• [DO THIS]: Reproduce every entry below word for word, line by line.

• [RECORDS TO PROCESS]:
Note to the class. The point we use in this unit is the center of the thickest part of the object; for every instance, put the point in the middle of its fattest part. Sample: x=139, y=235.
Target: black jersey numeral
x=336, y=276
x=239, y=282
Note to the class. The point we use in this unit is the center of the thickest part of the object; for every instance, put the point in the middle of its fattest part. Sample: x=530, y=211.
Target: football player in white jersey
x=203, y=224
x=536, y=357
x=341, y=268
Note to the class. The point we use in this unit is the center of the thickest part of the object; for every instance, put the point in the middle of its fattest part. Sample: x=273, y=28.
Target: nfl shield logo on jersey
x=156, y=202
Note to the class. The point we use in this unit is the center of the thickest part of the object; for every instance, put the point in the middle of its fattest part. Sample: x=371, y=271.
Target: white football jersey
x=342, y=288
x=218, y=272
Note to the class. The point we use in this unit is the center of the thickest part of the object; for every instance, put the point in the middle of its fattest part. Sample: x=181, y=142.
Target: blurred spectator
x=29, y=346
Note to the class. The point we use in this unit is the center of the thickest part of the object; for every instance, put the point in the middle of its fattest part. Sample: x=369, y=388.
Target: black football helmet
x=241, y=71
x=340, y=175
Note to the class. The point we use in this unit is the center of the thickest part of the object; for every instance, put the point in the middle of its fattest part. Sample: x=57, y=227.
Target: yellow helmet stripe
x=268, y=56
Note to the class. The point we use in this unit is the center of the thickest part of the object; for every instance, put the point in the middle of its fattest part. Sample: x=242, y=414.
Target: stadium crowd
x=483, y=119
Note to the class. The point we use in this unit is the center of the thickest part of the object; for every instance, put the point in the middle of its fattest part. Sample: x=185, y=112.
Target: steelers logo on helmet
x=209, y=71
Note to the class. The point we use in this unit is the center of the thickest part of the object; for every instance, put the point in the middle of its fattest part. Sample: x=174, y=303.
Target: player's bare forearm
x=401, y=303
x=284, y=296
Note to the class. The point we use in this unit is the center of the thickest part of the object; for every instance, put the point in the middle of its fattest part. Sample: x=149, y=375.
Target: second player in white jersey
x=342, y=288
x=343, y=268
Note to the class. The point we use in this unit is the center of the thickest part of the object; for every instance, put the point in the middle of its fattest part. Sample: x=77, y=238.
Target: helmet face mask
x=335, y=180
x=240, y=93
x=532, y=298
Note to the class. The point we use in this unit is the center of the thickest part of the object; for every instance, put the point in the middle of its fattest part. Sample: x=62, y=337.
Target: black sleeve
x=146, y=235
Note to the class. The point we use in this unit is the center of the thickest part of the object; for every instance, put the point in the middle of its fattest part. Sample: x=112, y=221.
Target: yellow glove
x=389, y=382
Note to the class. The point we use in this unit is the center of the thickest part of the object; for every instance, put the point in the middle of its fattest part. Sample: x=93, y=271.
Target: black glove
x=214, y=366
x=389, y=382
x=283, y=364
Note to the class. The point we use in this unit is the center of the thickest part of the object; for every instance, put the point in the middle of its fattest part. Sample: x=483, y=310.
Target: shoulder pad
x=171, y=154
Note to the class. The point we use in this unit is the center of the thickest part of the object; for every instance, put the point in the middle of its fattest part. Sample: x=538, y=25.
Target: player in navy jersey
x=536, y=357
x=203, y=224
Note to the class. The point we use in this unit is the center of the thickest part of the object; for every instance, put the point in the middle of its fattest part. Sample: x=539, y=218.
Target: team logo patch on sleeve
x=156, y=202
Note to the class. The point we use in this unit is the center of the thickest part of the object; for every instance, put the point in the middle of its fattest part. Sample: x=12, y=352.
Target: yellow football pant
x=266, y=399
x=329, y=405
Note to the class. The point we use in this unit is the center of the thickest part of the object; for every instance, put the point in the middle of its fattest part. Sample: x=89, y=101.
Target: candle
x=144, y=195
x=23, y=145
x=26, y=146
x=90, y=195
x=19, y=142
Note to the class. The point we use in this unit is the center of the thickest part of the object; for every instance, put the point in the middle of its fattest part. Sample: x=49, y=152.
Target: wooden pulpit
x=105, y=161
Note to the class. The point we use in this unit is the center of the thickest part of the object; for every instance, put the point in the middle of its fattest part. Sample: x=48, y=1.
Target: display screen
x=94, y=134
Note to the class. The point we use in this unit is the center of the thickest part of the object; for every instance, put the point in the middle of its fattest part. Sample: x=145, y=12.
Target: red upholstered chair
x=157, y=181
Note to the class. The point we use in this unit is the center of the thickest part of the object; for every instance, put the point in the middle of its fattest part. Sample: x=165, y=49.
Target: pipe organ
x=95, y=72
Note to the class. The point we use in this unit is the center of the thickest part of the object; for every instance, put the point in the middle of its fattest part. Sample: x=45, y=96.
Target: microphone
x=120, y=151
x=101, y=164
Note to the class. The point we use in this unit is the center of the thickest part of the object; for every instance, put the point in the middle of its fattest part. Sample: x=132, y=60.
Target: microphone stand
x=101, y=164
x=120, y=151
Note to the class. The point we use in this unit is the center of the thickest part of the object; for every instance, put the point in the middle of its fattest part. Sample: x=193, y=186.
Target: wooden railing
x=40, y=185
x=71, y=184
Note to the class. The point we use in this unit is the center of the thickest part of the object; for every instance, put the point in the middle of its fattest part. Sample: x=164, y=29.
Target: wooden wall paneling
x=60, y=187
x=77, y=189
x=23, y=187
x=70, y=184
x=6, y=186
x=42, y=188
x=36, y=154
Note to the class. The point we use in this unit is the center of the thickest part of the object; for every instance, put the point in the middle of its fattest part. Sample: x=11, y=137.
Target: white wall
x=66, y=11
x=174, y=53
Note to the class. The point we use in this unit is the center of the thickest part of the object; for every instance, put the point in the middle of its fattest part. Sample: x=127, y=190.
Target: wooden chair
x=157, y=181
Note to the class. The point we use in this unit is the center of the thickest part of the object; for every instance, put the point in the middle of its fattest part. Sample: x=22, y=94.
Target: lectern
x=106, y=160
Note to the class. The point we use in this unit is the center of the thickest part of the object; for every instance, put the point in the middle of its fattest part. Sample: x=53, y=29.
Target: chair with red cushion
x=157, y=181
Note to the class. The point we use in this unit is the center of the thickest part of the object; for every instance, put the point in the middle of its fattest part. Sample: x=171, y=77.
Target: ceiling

• [RESPONSE TO THIS EXERCISE]:
Note to the class. The point we use in this unit is the center of the thickest part of the object; for every instance, put the point in the middle of its fattest part. Sample: x=139, y=235.
Target: black jersey numeral
x=336, y=276
x=239, y=282
Note to the class. The point we use in this unit is the center of the thickest part of the object; for every instance, put the point in the middle of its fattest part. Sample: x=530, y=211.
Target: football player in white jersey
x=203, y=224
x=536, y=357
x=341, y=268
Note to the class. The point we use in this unit is the center of the thickest part of the object; for every instance, put the point in the middle of its fattest part. Sample: x=273, y=28.
Target: nfl shield logo on jersey
x=156, y=202
Note to the class. The point we use in this unit is the center of the thickest part of the object; for every instance, put the point in the middle of its fattest part. Sample: x=371, y=271.
Target: white football jersey
x=342, y=288
x=218, y=272
Note to the class. The point we use in this unit is the center of the thickest part of the object; for every instance, put the point in the middle of its fattest part. Sample: x=181, y=142.
Target: blurred spectator
x=29, y=346
Note to the class. The point we use in this unit is the center of the thickest part of the object; for every instance, put the point in the middle of its fattest part. Sample: x=369, y=388.
Target: black football helmet
x=241, y=71
x=340, y=175
Note to the class. The point we use in this unit is the center of the thickest part of the object; for every instance, put the point in the middle of its fattest part. Sample: x=57, y=227.
Target: yellow helmet stripe
x=268, y=56
Note to the class. The point we use in this unit is the center of the thickest part of the object; for every instance, put the point in the middle of its fattest part. Sample: x=242, y=414.
Target: stadium crowd
x=483, y=119
Note to the class. The point we use in this unit is the center of the thickest part of the object; for every instance, put the point in the middle of its fattest part. Sample: x=185, y=112.
Target: steelers logo on helmet
x=209, y=71
Note to the class. The point we use in this unit is the center of the thickest part of the object; for every instance, put the point in the middle of its fattest part. Sample: x=174, y=303.
Target: player's bare forearm
x=401, y=303
x=284, y=296
Note to the class. The point we use in this unit is the center of the thickest part of the object; for every instance, put the point in the middle of its fattest part. Sample: x=149, y=375.
Target: second player in white jersey
x=342, y=288
x=343, y=268
Note to the class. The point we use in this unit is the center of the thickest part of the object; for every instance, put the point in the middle of its fattest part. Sample: x=77, y=238.
Target: helmet face mask
x=335, y=180
x=240, y=93
x=532, y=298
Note to the class. The point we use in this unit is the center of the thickest part of the object; for every instance, put the point in the middle of its fattest part. Sample: x=62, y=337.
Target: black sleeve
x=146, y=235
Note to the class. The point we use in this unit is the center of the thickest part of the object; for every instance, put the point in the middle of its fattest part. Sample: x=112, y=221.
Target: yellow glove
x=389, y=382
Note to the class. The point we use in this unit is the center of the thickest part of the object; for every instance, put the point in the middle of its fattest part. Sample: x=93, y=271.
Target: black glove
x=214, y=366
x=389, y=382
x=283, y=364
Note to the class. The point we use in this unit is the center of the thickest part of the object; for every instance, put the point in the middle of its fattest part. Sample: x=483, y=310.
Target: shoulder pad
x=171, y=154
Note to the class. The point we use in this unit is the center of the thickest part of the object; for every instance, put the point in the middle of its fattest part. Sample: x=538, y=25.
Target: player in navy jersey
x=536, y=357
x=203, y=224
Note to the class. The point we use in this unit is the center of the thickest part of the object; for every instance, put the point in the middle of its fattest part. Sample: x=539, y=218.
Target: team logo patch on sleeve
x=156, y=202
Note to the class. The point we use in this unit is the center of the thickest part of the object; for every instance, put the point in the middle of its fattest part. Sample: x=12, y=352.
Target: yellow football pant
x=266, y=399
x=329, y=405
Note to the class. The point we use in this unit is the center of the thickest part of the object; for every instance, put the point in the middle of its fattest part. Sample: x=89, y=101.
Target: candle
x=144, y=195
x=23, y=145
x=26, y=146
x=90, y=195
x=19, y=142
Note to the class. The point we use in this unit is the center of the thickest part of the object; for every instance, put the point in the middle of its fattest part. Sample: x=49, y=152.
Target: wooden pulpit
x=105, y=161
Note to the class. The point we use in this unit is the center of the thickest part of the object; for every instance, put the point in the middle of its fattest part. Sample: x=48, y=1.
Target: display screen
x=94, y=134
Note to the class. The point we use in this unit is the center of the thickest part of the object; for every instance, put the point in the middle of its fattest part. Sample: x=145, y=12.
Target: red upholstered chair
x=157, y=181
Note to the class. The point we use in this unit is the center of the thickest part of the object; for every instance, put the point in the middle of its fattest part. Sample: x=165, y=49.
Target: pipe organ
x=95, y=72
Note to the class. The point we use in this unit is the center of the thickest part of the object; for every instance, put the point in the middle of its fattest part. Sample: x=45, y=96.
Target: microphone
x=120, y=151
x=101, y=164
Note to the class. The point we use in this unit is the center of the thickest part of the object; for every instance, put the point in the middle of its fattest part. Sample: x=132, y=60.
Target: microphone stand
x=101, y=164
x=120, y=151
Note to the class. The point we use in this unit is the center of the thickest part of the object; for every instance, put the point in the middle of its fattest part. Sample: x=193, y=186.
Target: wooden railing
x=40, y=185
x=71, y=184
Note to the class. The point we use in this unit is the center of the thickest part of the object; for every instance, put the point in the middle of its fattest part. Sample: x=164, y=29.
Target: wooden wall paneling
x=60, y=187
x=77, y=189
x=23, y=187
x=70, y=184
x=6, y=186
x=42, y=188
x=36, y=154
Note to the class. The point we use in this unit is the center of the thickest part of the object; for every instance, put the point in the middle of its fattest part. Sample: x=11, y=137.
Target: white wall
x=66, y=11
x=174, y=53
Note to the class. The point we use in this unit is the center of the thickest part of the object; for every instance, put the point in the middle of its fattest part. Sample: x=127, y=190.
Target: wooden chair
x=157, y=181
Note to the class. The point we use in this unit is the center of the thickest part of the object; for every instance, put the point in the middle of its fattest part. Sample: x=22, y=94.
Target: lectern
x=106, y=160
Note to the class. The point we use in this unit is the center of the thickest part of the object; for every instance, put the point in the middle of its fattest part. Sample: x=53, y=29.
Target: chair with red cushion
x=157, y=181
Note to the class. The point we use in this unit is the center of the thickest part of the object; for every instance, put the point in the middle of its fattest part. Sample: x=171, y=77.
Target: ceiling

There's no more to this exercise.